Exercise objective -
In the listing below, find every line that contains the word "dome" and copy each of those lines in full.

Supplied data -
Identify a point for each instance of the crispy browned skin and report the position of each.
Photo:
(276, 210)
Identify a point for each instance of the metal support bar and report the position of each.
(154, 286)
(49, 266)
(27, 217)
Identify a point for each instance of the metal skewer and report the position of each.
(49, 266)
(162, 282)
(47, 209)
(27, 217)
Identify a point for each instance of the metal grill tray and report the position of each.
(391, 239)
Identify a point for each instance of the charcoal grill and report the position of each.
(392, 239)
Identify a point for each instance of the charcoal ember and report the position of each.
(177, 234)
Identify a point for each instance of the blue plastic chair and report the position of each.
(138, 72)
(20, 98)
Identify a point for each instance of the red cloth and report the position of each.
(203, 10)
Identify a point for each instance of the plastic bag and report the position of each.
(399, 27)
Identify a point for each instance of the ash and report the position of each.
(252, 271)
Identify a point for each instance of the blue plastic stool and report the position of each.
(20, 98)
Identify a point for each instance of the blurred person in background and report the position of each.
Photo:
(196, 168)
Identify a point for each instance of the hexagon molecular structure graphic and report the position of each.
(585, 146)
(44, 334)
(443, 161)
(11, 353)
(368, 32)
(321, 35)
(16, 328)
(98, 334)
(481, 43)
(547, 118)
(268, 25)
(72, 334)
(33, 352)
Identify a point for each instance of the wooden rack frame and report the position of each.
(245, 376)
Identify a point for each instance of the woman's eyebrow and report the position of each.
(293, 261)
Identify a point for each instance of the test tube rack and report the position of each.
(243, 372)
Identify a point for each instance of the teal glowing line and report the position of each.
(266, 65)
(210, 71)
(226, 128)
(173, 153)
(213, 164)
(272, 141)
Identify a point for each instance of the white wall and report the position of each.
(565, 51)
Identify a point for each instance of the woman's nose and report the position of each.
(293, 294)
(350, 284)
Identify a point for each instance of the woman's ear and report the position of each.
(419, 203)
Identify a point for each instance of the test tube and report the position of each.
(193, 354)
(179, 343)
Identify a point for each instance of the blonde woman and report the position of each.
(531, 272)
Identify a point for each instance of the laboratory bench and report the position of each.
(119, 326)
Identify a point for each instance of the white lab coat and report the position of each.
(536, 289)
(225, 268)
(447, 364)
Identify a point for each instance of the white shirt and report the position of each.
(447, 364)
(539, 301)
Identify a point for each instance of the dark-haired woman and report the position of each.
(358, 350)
* * *
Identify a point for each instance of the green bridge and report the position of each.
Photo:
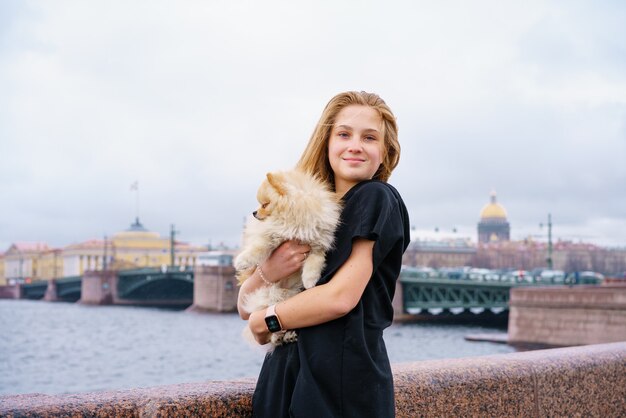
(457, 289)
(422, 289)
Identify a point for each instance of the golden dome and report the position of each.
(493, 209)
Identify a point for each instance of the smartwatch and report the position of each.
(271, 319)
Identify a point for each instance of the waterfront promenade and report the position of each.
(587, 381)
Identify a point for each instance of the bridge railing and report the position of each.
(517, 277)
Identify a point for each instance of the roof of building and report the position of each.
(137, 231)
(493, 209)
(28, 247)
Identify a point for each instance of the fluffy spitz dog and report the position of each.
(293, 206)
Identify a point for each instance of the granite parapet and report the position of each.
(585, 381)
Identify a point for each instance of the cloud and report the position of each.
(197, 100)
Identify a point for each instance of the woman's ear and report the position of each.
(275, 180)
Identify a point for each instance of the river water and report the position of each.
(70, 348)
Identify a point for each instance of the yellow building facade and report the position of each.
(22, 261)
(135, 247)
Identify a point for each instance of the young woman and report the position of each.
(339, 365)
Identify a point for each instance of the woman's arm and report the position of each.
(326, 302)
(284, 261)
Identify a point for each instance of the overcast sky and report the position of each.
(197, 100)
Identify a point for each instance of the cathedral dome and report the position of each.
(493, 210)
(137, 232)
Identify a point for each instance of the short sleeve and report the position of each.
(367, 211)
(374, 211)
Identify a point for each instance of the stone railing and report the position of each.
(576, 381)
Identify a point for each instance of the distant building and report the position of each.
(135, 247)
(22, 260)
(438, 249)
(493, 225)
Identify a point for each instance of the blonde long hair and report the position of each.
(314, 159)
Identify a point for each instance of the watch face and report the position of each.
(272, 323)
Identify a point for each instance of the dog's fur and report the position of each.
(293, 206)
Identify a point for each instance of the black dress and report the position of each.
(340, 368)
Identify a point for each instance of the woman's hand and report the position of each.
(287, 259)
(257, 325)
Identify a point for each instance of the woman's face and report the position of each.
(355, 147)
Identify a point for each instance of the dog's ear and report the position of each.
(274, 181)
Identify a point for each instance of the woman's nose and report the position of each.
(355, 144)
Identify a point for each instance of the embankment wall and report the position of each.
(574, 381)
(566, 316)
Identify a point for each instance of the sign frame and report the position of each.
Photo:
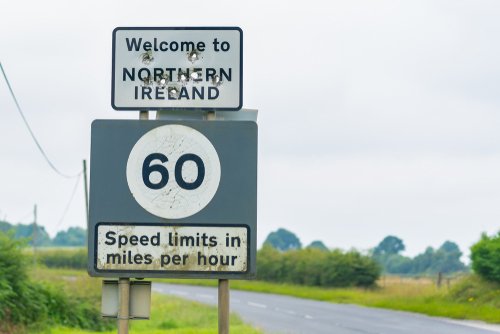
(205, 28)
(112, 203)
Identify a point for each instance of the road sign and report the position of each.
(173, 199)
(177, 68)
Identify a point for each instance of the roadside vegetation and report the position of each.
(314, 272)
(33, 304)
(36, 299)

The result -
Identify a point for each instance of the golden dome and report the position of each.
Identify a point for each instance of the cathedral dome and report the position of each.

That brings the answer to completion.